## Problem statement
Repeat exactly, and only, the lines from the one containing "of the denim" through the end of the records.

[Dataset rows]

• • • • • • •

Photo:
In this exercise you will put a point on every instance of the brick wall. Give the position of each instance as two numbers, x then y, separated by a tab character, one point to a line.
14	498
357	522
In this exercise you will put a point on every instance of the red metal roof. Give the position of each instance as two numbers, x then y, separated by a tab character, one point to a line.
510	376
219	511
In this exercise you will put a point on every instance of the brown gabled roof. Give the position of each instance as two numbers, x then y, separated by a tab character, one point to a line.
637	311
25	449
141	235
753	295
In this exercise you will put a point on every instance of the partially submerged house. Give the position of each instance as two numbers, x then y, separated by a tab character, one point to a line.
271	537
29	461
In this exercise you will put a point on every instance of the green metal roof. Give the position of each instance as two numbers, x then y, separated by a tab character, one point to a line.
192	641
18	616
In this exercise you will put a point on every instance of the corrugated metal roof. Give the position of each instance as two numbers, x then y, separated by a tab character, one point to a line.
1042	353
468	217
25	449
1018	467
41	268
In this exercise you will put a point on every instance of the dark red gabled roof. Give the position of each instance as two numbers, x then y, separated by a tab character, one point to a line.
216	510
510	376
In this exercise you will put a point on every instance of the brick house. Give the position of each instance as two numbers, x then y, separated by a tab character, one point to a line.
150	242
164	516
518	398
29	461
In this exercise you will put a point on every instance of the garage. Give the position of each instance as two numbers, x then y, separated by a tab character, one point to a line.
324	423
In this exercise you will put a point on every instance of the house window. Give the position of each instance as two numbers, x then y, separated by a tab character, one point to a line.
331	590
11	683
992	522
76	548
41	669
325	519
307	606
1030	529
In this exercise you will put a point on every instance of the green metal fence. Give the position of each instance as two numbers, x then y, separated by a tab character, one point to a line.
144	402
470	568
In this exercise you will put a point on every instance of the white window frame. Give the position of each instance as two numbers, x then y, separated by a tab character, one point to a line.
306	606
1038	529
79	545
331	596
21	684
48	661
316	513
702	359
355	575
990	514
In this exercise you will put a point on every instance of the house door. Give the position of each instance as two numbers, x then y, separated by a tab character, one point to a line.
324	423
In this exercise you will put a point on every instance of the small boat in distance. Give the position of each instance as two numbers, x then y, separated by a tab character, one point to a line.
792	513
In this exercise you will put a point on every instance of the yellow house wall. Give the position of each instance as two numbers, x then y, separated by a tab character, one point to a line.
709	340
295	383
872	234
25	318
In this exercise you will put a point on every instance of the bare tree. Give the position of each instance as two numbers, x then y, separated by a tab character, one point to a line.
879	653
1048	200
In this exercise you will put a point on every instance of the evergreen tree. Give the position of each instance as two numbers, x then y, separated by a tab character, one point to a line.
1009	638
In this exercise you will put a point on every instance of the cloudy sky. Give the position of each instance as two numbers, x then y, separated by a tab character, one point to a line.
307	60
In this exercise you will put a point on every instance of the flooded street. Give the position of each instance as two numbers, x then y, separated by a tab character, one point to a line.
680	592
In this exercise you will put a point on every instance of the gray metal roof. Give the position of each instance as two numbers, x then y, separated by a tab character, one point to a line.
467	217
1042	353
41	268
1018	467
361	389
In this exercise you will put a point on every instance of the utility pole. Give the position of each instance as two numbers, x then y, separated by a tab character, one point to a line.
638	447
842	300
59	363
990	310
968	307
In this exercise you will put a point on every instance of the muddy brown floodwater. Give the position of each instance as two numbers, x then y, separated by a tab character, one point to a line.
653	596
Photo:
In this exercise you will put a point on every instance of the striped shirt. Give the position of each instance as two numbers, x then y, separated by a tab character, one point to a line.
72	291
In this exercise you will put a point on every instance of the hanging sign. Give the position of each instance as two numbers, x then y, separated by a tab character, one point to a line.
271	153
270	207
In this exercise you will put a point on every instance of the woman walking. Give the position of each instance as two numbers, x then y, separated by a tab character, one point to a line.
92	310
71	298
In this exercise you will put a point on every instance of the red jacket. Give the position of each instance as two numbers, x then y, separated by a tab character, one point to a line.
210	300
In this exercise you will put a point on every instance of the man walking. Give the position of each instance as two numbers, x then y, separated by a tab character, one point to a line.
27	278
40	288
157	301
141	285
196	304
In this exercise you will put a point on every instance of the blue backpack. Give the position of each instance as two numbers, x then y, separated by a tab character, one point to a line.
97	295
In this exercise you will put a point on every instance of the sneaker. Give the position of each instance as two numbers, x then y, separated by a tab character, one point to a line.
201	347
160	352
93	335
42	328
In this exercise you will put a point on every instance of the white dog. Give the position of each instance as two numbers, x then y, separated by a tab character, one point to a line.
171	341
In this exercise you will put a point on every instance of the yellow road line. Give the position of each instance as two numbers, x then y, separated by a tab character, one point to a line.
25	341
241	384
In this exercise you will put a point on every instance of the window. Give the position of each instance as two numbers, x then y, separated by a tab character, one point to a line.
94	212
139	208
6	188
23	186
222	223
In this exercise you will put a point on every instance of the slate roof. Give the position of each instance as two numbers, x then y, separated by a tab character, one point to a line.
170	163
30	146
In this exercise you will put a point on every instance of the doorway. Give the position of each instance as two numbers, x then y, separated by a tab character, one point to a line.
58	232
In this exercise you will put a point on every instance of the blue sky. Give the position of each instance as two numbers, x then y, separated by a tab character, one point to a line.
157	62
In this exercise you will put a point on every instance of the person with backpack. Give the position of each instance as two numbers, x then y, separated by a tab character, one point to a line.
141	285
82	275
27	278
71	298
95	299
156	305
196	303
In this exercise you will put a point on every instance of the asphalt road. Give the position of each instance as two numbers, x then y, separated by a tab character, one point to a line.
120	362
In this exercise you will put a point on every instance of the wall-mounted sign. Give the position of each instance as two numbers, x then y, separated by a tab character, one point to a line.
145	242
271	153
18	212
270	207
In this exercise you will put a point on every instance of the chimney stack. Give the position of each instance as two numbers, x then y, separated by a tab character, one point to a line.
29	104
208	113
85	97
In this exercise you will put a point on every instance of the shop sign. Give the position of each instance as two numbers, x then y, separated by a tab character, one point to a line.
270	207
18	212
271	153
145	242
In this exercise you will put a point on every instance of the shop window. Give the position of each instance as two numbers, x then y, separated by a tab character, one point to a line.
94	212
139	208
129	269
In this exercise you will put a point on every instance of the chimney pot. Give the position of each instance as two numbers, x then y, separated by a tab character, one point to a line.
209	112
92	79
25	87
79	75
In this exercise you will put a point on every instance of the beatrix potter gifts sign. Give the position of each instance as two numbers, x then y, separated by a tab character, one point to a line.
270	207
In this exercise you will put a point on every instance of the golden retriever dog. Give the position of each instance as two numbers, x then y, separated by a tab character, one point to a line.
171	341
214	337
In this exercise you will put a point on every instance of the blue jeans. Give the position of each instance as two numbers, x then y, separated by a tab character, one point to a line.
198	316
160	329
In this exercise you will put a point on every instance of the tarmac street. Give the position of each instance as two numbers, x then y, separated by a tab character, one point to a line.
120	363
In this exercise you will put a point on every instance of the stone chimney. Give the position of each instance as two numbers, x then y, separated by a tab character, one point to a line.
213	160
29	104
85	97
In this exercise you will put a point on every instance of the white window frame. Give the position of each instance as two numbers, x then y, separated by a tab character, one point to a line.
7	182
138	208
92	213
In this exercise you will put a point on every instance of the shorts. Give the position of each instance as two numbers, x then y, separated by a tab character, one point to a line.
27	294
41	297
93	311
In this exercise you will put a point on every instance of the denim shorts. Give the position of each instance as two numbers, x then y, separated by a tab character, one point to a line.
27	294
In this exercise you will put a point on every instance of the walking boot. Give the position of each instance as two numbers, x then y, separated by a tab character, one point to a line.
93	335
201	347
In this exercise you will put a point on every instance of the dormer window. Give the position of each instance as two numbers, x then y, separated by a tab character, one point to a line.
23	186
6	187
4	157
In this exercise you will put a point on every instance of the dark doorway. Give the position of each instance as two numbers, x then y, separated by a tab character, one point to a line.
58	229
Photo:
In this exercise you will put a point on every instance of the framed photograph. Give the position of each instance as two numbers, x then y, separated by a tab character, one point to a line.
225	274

• • • • • • •

## Task result
In this exercise you will put a point on every instance of the denim shorts. Give the position of each instance as two numbers, x then y, separated by a tab character, one point to a line.
27	294
In this exercise you will put a point on every instance of the walking boot. Give the position of each instance as two numbers, x then y, separated by a tab character, one point to a line.
93	335
201	347
In this exercise you will put a point on every instance of the dormer window. Give the position of each instance as two numbers, x then y, separated by a tab character, one point to a line.
23	186
6	187
4	157
In this exercise you will put a point on every instance of the dark doorway. Give the position of each instance as two numbers, x then y, separated by a tab character, one point to a line.
58	229
Photo:
In this exercise you will put a point on every instance of the framed photograph. Give the position of each instance as two numbers, x then y, separated by a tab character, one point to a line.
225	274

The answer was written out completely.